### TASK DESCRIPTION
From the line containing "each like (208,435)." down to the last line of the listing, quote everything word for word, and nothing else, keeping pictures out.

### AVAILABLE DATA
— begin —

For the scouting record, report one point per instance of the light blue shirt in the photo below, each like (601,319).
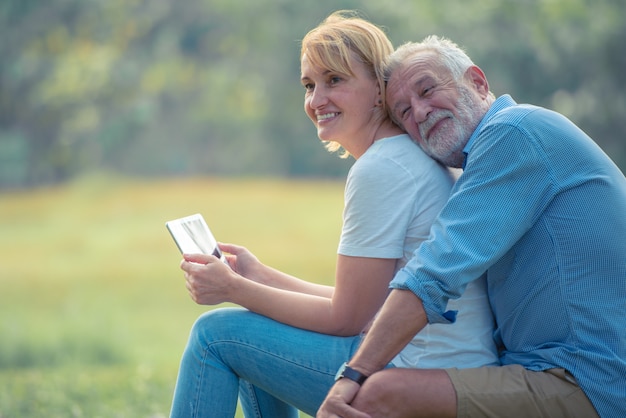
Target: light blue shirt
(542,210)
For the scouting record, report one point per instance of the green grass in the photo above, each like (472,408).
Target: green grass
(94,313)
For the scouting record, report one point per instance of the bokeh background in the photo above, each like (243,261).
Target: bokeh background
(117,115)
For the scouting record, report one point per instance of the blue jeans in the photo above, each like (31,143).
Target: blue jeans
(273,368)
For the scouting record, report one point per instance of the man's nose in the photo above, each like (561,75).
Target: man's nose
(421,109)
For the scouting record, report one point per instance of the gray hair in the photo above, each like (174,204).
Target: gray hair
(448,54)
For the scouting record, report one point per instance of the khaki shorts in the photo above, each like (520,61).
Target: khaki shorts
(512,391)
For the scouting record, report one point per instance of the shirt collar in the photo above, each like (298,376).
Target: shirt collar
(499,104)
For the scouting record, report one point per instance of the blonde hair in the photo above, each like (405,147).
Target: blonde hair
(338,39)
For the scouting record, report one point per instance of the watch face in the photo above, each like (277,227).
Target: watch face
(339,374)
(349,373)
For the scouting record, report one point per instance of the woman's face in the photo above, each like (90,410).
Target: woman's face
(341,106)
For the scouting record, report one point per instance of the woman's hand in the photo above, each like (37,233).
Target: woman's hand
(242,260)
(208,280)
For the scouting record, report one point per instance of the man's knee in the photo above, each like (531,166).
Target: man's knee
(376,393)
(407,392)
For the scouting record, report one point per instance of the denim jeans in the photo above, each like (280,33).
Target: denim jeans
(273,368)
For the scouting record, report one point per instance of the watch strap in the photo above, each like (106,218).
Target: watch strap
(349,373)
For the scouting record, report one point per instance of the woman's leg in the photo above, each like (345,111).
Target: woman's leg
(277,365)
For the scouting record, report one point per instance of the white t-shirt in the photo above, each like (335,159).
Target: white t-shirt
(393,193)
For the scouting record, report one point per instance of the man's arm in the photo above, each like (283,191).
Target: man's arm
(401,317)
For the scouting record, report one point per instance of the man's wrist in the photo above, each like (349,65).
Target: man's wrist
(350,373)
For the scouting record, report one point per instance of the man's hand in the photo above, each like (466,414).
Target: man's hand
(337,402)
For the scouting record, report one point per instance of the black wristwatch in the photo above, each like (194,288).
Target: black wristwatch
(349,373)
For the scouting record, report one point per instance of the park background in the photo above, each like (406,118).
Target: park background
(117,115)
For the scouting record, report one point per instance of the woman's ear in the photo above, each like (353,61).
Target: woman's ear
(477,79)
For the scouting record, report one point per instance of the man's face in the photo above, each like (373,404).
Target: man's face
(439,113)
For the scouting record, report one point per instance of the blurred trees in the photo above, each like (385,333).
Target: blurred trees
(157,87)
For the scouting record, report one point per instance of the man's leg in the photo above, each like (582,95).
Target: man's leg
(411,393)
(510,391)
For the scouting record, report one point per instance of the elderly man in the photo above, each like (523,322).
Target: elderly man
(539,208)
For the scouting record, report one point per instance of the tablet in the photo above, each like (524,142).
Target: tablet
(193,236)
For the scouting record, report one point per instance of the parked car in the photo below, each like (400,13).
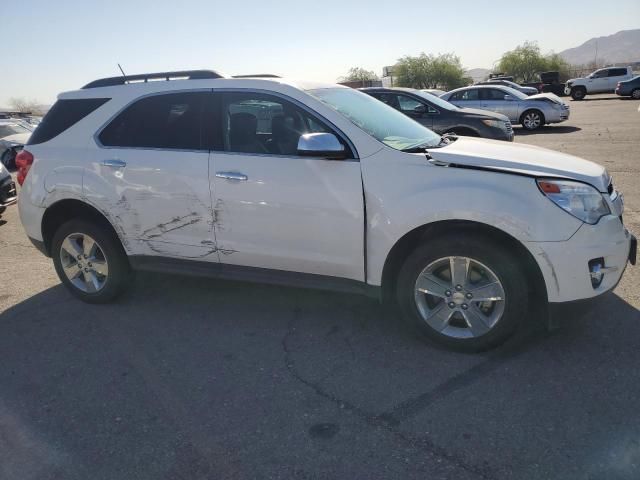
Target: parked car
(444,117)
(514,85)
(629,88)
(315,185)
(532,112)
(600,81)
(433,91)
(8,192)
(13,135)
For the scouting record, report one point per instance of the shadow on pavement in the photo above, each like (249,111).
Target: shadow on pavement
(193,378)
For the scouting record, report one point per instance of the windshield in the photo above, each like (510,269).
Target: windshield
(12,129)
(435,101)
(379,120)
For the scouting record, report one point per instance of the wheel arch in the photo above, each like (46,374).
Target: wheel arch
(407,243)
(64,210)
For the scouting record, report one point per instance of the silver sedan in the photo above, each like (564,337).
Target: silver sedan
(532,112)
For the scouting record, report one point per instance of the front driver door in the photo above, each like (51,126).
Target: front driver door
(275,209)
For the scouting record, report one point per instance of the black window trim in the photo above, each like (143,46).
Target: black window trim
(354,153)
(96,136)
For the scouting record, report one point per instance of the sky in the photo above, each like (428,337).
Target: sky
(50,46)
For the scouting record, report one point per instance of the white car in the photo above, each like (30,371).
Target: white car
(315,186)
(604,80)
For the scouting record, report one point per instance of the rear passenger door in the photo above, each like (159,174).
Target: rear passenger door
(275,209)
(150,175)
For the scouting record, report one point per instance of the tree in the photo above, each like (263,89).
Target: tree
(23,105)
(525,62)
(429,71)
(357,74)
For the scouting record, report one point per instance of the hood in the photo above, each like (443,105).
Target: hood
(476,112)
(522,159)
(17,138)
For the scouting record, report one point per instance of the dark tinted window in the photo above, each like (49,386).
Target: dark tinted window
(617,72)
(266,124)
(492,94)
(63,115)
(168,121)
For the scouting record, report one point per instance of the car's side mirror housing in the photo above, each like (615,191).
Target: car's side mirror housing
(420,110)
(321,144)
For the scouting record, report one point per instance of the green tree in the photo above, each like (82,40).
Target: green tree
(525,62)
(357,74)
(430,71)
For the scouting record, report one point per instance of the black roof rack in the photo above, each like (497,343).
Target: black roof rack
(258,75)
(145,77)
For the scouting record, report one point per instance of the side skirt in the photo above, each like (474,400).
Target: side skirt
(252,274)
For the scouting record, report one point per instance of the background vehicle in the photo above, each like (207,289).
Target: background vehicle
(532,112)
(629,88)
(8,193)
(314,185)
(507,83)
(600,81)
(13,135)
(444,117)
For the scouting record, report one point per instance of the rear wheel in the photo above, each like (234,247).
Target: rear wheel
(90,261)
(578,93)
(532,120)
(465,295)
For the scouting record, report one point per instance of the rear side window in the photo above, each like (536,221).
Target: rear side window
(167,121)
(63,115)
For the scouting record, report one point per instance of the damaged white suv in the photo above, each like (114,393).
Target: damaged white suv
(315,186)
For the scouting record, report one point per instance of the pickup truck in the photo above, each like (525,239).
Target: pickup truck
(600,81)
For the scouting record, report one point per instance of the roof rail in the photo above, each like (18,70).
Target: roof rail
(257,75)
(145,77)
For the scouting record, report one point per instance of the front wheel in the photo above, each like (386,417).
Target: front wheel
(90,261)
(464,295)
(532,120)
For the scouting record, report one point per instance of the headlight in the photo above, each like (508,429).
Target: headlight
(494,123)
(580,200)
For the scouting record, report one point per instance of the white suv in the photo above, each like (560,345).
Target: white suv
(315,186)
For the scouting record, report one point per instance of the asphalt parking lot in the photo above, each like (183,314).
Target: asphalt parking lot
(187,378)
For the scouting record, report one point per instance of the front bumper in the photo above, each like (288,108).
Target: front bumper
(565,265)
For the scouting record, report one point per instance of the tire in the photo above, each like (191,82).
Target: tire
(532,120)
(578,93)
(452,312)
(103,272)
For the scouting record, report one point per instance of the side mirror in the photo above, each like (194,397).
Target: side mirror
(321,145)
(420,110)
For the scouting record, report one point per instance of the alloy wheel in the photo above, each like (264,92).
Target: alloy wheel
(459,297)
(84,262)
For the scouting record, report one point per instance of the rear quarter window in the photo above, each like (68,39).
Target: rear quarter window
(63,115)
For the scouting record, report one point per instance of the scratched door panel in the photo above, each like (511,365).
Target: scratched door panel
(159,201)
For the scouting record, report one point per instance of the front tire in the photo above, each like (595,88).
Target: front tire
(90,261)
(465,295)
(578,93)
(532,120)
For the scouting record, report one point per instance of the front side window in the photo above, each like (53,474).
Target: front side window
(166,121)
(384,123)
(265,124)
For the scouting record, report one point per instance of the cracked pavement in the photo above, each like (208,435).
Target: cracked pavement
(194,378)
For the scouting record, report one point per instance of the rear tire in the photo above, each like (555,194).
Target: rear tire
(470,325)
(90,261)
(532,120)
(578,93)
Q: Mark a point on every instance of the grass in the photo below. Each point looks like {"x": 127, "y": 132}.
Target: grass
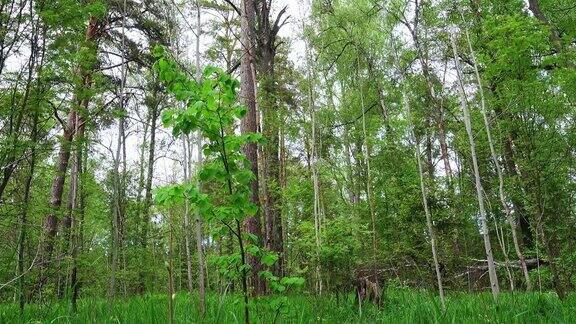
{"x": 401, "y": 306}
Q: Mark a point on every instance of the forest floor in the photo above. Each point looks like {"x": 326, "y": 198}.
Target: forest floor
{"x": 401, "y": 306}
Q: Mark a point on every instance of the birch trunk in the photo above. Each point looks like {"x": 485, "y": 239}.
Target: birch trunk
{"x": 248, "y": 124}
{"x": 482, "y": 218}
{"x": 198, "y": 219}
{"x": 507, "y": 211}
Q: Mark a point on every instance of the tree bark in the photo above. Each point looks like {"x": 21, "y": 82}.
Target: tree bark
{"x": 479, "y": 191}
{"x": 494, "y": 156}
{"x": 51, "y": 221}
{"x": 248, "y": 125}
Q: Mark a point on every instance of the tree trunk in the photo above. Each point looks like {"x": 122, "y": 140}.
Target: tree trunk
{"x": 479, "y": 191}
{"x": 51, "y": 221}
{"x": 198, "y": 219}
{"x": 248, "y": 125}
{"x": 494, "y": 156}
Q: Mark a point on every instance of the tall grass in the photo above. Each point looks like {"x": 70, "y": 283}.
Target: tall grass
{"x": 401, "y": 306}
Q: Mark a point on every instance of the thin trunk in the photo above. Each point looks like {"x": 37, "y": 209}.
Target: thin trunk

— end —

### FINAL RESULT
For the scouting record, report one point per instance of the cracked pavement in the photo above, each like (208,435).
Target: cracked pavement
(194,378)
For the scouting record, report one point per instance of the rear tire in the photo above, each like (555,194).
Target: rear tire
(470,325)
(90,261)
(532,120)
(578,93)
Q: Mark a point on every instance of the grass in the photo below. Each point looks like {"x": 127, "y": 132}.
Target: grass
{"x": 401, "y": 306}
Q: Mark a point on every instance of the forest floor in the photo above. Each point looks like {"x": 326, "y": 198}.
Target: forest floor
{"x": 401, "y": 306}
Q: Mark a point on every instance of the birch trunk in the photo above. Each point looks like {"x": 485, "y": 239}.
Target: birch trunk
{"x": 248, "y": 124}
{"x": 482, "y": 218}
{"x": 198, "y": 219}
{"x": 507, "y": 211}
Q: Mark a point on every instance of the tree bark in the photo above. Each point looks like {"x": 21, "y": 82}.
Target: tree bark
{"x": 479, "y": 191}
{"x": 494, "y": 156}
{"x": 51, "y": 221}
{"x": 248, "y": 125}
Q: Mark a point on every instance of the tree trunk in the photo above. Each point looks like {"x": 122, "y": 140}.
Target: tree trunk
{"x": 479, "y": 191}
{"x": 51, "y": 221}
{"x": 198, "y": 219}
{"x": 248, "y": 125}
{"x": 494, "y": 156}
Q: Mark a point on every instance of the tall grass in the photo above. Each point looks like {"x": 70, "y": 283}.
Target: tall grass
{"x": 401, "y": 306}
Q: Mark a point on every instance of the thin trunk in the photo above. Each point looks like {"x": 37, "y": 209}.
Target: thin trunk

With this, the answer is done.